> [Textauszug]:
········
Benedikt Föger, Präsident des Hauptverbandes des Österreichischen Buchhandels, sagt:  "Gerade in Zeiten wie diesen ist es wichtig, der neuen österreichischen Literatur und ihren Autorinnen und Autoren Sichtbarkeit zu verleihen und der Vielfalt und Reichhaltigkeit ihres Werkes Anerkennung zu zollen. Im fünften Jahr seiner Verleihung trägt der Österreichische Buchpreis mehr denn je zu diesem Anliegen bei."

Über den Österreichischen Buchpreis

Ziel des Österreichischen Buchpreises ist es, die Qualität und Eigenständigkeit der österreichischen Literatur zu würdigen und ihr im gesamten deutschsprachigen Raum die gebührende Aufmerksamkeit zu verschaffen.
········
> [Kurze Aufgabe 1]:
Gib jede Zeile der Einträge unten zurück, in der die Zeichenfolge "Query" vorkommt. Groß- und Kleinschreibung zählt.

> [Vorliegende Einträge]:
········
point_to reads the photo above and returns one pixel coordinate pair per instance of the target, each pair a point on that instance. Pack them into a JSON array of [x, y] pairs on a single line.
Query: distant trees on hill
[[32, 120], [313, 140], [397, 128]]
········
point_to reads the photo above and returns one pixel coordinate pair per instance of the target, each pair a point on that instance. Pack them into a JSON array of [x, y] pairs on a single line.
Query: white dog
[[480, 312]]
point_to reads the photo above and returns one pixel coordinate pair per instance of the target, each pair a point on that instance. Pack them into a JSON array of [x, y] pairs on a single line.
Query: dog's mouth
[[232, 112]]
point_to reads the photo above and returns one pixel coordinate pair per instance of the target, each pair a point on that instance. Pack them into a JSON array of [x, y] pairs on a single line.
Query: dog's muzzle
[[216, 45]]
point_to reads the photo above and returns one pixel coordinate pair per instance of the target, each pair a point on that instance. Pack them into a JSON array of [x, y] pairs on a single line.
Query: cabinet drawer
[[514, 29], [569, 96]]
········
> [Kurze Aufgabe 2]:
Ändere im Textauszug die Stelle, die mit den Worten "Benedikt Föger, Präsident" beginnt und nach den Worten "Aufmerksamkeit zu verschaffen." endet, und ersetze darin "Sichtbarkeit" durch "Präsenz".

> [Antwort 1]:
Query: distant trees on hill
Query: white dog
Query: dog's mouth
Query: dog's muzzle
Query: cabinet drawer

> [Antwort 2]:
Benedikt Föger, Präsident des Hauptverbandes des Österreichischen Buchhandels, sagt:  "Gerade in Zeiten wie diesen ist es wichtig, der neuen österreichischen Literatur und ihren Autorinnen und Autoren Präsenz zu verleihen und der Vielfalt und Reichhaltigkeit ihres Werkes Anerkennung zu zollen. Im fünften Jahr seiner Verleihung trägt der Österreichische Buchpreis mehr denn je zu diesem Anliegen bei."

Über den Österreichischen Buchpreis

Ziel des Österreichischen Buchpreises ist es, die Qualität und Eigenständigkeit der österreichischen Literatur zu würdigen und ihr im gesamten deutschsprachigen Raum die gebührende Aufmerksamkeit zu verschaffen.